Problem to solve
Add 73 to each coordinate in the answers and write out all of the data below line for line, requests included. Leave the sample points inside the requests unchanged.

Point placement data
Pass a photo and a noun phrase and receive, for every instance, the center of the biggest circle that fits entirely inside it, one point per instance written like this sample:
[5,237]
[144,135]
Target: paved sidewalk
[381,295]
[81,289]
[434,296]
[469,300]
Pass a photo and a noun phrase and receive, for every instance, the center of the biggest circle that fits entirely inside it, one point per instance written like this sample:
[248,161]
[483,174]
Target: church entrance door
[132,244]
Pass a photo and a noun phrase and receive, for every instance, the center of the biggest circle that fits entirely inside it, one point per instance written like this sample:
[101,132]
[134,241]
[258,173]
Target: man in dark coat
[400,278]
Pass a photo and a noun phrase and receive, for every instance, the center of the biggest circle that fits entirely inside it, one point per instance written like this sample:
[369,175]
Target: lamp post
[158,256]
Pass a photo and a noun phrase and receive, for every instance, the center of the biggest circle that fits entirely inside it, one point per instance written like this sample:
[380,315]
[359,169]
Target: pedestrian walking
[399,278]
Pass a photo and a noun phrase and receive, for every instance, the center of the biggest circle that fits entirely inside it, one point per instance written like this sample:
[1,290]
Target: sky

Correct response
Pass a photo and a noun phrase and receive, for every instance, the center of the biggest circle that fits entirely inside it, one point per instance written like this sample:
[5,237]
[144,135]
Target: paved sidewalk
[454,368]
[154,362]
[507,369]
[542,373]
Pass a photo and a noun phrase and receive, for every instance, the center of the biggest circle that fits entirely inside it, one point per instance written like this sample:
[248,161]
[483,174]
Target: church entrance door
[205,317]
Pass a photo and a noun phrase and receive, for every instance, the center of the biggest circle that fits entirely inside it, one point per instance written like this sample:
[101,132]
[134,241]
[258,173]
Target: man in dark coat
[473,351]
Pass a photo and a noun phrase and receive, for every instance, the center of the biggest circle that fits entirely inside it, one point per instance written like this sample:
[369,175]
Target: lamp post
[231,329]
Pass a photo and a noun phrase and receive, for every instance, the center of the biggest circle that fits entirely inside it, one point per instance written like this sample:
[380,315]
[359,169]
Target: pedestrian walking
[472,351]
Pass a photo and a noun phrase and receive, for every instance, the center of the biggest circle that fits entirely inside it, one point per instance written like this sample:
[1,290]
Target: sky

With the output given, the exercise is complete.